- [Task]: Edit the records below by changing every "pixel coordinates" to "image coordinates", and leave all other text as it is.

— begin —

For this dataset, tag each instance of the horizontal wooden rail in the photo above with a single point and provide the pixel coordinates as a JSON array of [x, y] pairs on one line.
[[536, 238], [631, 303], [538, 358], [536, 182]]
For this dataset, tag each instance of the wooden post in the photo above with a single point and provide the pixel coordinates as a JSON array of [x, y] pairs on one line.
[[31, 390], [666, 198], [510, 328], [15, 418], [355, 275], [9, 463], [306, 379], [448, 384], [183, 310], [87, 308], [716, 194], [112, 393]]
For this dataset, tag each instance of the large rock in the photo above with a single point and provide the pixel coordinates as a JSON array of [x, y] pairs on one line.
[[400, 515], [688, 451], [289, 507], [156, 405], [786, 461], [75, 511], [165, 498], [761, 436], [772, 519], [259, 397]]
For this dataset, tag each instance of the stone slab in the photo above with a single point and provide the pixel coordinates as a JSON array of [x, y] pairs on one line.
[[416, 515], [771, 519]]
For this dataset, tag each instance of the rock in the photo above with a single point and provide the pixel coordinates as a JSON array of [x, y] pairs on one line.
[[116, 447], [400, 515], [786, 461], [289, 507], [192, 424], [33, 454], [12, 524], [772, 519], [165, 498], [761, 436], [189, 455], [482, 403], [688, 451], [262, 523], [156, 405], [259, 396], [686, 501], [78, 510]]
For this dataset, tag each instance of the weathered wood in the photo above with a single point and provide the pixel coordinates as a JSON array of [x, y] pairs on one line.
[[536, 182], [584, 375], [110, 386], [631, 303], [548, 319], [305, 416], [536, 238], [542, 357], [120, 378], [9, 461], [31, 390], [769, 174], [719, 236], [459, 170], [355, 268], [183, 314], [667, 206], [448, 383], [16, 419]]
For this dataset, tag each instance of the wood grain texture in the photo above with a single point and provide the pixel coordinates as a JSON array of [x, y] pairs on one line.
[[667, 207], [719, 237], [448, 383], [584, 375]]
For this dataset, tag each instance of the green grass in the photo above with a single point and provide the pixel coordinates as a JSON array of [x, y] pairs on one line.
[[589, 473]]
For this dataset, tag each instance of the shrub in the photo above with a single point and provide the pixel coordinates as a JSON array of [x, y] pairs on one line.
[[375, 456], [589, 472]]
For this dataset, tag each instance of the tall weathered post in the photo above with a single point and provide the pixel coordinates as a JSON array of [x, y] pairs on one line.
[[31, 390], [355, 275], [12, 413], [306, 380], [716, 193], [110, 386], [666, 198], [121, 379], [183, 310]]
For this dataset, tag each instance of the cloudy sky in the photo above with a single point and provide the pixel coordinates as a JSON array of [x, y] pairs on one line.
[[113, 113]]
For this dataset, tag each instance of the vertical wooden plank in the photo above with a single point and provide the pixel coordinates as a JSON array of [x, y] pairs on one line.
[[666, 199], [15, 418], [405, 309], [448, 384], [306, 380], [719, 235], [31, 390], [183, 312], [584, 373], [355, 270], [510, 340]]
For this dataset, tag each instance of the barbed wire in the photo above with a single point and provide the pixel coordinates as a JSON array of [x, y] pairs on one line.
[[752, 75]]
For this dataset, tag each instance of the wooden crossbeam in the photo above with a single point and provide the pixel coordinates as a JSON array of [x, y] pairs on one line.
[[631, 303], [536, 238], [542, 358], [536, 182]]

— end —

- [Solved problem]:
For this dataset, tag each instance of the horizontal wooden rail in the photo above with a single point and provide the image coordinates as a JSON array of [x, y] pairs on one line.
[[536, 238], [631, 303], [538, 358], [536, 182]]
For this dataset, tag each instance of the wooden post in the photo above with a single point and provide the image coordinates as a JSON array of [x, y] pairs on one line.
[[31, 390], [666, 198], [510, 328], [15, 418], [355, 275], [9, 463], [306, 379], [448, 384], [183, 310], [87, 308], [716, 194], [112, 393]]
For this dataset, tag each instance of the large rock in the photo above with a single point and provide the image coordinates as a JSON array of [x, y] pairs on one line.
[[400, 515], [688, 451], [289, 507], [156, 405], [786, 461], [75, 511], [165, 498], [761, 436], [772, 519], [259, 397]]
For this dataset, tag each instance of the stone slab in the photo above with a single point and provide the image coordinates as a JSON array of [x, y] pairs on one line.
[[416, 515], [771, 519]]
For this dataset, tag each instance of the rock in the photo above with a single point and provide the image coordinates as a JSON array of [x, y] pairs on one line.
[[116, 447], [400, 515], [786, 461], [289, 507], [192, 424], [33, 454], [12, 524], [772, 519], [165, 498], [761, 436], [189, 455], [482, 403], [688, 451], [262, 523], [156, 405], [259, 396], [686, 501], [78, 510]]
For this dataset, tag each instance of the weathered wood in the photo above with a single point and provide the image coordinates as a JSON array of [x, y] pairs on one line.
[[536, 182], [584, 375], [110, 386], [631, 303], [548, 319], [305, 416], [536, 238], [542, 357], [120, 378], [9, 461], [31, 390], [769, 174], [719, 236], [459, 170], [355, 268], [183, 314], [667, 206], [448, 383], [16, 419]]
For this dataset, tag each instance of the wood grain texture in the photo above with a single point and provide the image coordinates as a JSON array of [x, y] pairs on one line.
[[667, 207], [719, 237], [448, 383], [584, 375]]
For this dataset, tag each instance of the green grass in the photo above with a single point and provide the image coordinates as a JSON array of [x, y] pairs on one line.
[[589, 473]]
For this dataset, tag each instance of the shrub in the photo above with a single point and provide the image coordinates as a JSON array of [x, y] pairs on one line.
[[375, 456], [589, 472]]
For this dataset, tag each instance of the tall weathered post in the photo above with a single point and provide the image coordinates as a JSON array of [x, y] pairs on one line.
[[31, 390], [355, 275], [12, 413], [306, 380], [716, 193], [110, 386], [666, 198], [121, 379], [183, 310]]
For this dataset, tag each instance of the cloudy sky in the photo above with a single point and provide the image coordinates as a JSON array of [x, y] pairs on one line.
[[113, 113]]
For this dataset, tag each instance of the vertical wooden plank in the photo above with a single point and provide the image coordinates as a JSON array of [x, y] pairs on one line.
[[666, 199], [15, 418], [405, 309], [448, 384], [306, 380], [719, 235], [31, 390], [183, 312], [584, 373], [355, 270], [510, 340]]
For this dataset, tag each instance of the barbed wire in the photo above with a single point and provide the image coordinates as a JSON array of [x, y] pairs on one line.
[[752, 75]]
For this dataset, tag each instance of the wooden crossbeam in the photo above with a single point and provide the image coordinates as a JSON array of [x, y] pairs on one line.
[[631, 303], [536, 238], [542, 358], [536, 182]]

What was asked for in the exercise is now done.